= YOUR GOAL =
Copy out each line of the material below with no changes.

[Start of section]

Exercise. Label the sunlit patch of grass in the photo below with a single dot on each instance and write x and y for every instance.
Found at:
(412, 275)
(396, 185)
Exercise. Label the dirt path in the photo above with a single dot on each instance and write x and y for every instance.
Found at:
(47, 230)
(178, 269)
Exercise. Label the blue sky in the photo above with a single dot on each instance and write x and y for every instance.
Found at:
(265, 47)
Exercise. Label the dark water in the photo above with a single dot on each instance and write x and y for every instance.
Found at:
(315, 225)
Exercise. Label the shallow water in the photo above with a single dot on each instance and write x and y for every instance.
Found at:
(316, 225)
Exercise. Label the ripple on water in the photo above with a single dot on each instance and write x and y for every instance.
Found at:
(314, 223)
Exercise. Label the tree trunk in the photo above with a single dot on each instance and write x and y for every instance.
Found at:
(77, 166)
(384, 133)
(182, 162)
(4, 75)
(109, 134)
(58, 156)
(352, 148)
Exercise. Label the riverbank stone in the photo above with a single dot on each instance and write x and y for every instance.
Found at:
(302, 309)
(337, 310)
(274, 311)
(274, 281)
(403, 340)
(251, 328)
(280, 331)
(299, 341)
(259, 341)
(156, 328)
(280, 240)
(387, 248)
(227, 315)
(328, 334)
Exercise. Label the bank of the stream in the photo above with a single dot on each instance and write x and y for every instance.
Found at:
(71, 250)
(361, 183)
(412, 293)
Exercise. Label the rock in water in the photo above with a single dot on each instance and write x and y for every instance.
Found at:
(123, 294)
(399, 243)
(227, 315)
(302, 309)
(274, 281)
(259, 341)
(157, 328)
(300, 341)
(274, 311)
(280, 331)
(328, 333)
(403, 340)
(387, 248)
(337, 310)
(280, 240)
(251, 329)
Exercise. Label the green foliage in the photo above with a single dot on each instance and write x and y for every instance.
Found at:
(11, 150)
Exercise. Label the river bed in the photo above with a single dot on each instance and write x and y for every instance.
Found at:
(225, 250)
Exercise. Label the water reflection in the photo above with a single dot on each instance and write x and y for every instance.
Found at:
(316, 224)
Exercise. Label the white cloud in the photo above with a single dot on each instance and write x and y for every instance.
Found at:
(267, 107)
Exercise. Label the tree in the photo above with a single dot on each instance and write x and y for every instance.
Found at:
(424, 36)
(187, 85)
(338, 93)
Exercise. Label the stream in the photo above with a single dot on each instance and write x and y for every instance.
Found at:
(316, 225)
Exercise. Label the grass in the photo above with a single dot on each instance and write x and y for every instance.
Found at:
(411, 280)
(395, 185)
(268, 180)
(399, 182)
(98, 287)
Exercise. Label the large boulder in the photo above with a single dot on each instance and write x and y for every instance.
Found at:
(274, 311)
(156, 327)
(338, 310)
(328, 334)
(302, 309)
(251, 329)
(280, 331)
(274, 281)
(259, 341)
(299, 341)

[End of section]

= REPLY TO THE EXERCISE =
Exercise. Label the sunlit patch of grass in the photo below with a single dot on each instance and write x and y for every instance.
Found at:
(412, 275)
(396, 185)
Exercise. Label the dirt path in the photo above with a single dot on each instance and write x and y for every instance.
Found at:
(47, 230)
(178, 269)
Exercise. Label the blue sky in the photo above with a single dot on each instance and write x and y for every instance.
Found at:
(265, 47)
Exercise. Label the dark water in the photo above with a single dot on each instance and write x and y for every instance.
Found at:
(315, 225)
Exercise. Label the shallow water in the photo above with a single dot on each instance and write x and y for every instance.
Found at:
(316, 225)
Exercise. Label the ripple on water in the photo above with a single dot on each instance and write x and y for every instance.
Found at:
(314, 223)
Exercise. Label the tree trunk in the photo above with a single dot on each instance and write x and y for every instance.
Found at:
(77, 166)
(384, 133)
(182, 162)
(4, 75)
(109, 134)
(58, 156)
(352, 148)
Exercise. Label the riverbank stone in the photo above with a single dot on each instance and write x and y for every instance.
Found at:
(302, 309)
(337, 310)
(274, 311)
(274, 281)
(403, 340)
(251, 328)
(280, 331)
(299, 341)
(259, 341)
(156, 328)
(280, 240)
(387, 248)
(227, 315)
(328, 334)
Exercise. Label the bank of the stream in the photo above with a single dot on each instance and write x and y for every instance.
Found at:
(71, 250)
(361, 183)
(412, 293)
Exercise. Label the rock in water in the photo above with a single dot on each instance and write x and y for every instance.
Found at:
(123, 294)
(399, 243)
(227, 315)
(302, 309)
(274, 281)
(259, 341)
(157, 328)
(300, 341)
(274, 311)
(280, 331)
(328, 333)
(403, 340)
(387, 248)
(337, 310)
(280, 240)
(251, 329)
Exercise. Label the green foliage in the photo above with a single dot on each instance and write x and y for every instance.
Found at:
(11, 150)
Exercise. Label the river bed in the photo above with a single dot on each instance and write x and y for every instance.
Found at:
(225, 250)
Exercise. Label the water reflection in the photo above with a single dot on each instance and write x and y for every instance.
Found at:
(316, 224)
Exercise. Label the white cloud in the photo above with a single dot on each instance and write x and y for every instance.
Found at:
(267, 107)
Exercise. Label the tree in the photo above with a single dot on each instance and write x and y for every instance.
Found at:
(424, 36)
(187, 85)
(338, 93)
Exercise. Label the stream in the photo above with a single dot on each instance and write x and y for every instance.
Found at:
(316, 225)
Exercise. Label the grass in the photo above with a single dot on each instance and write x and y for every instance.
Found at:
(411, 280)
(395, 185)
(268, 180)
(399, 182)
(98, 287)
Exercise. Label the large boulder in the photo above with a single dot on each instance and write x and y for every instance.
Found at:
(274, 311)
(156, 327)
(338, 310)
(328, 334)
(302, 309)
(251, 329)
(280, 331)
(274, 281)
(259, 341)
(299, 341)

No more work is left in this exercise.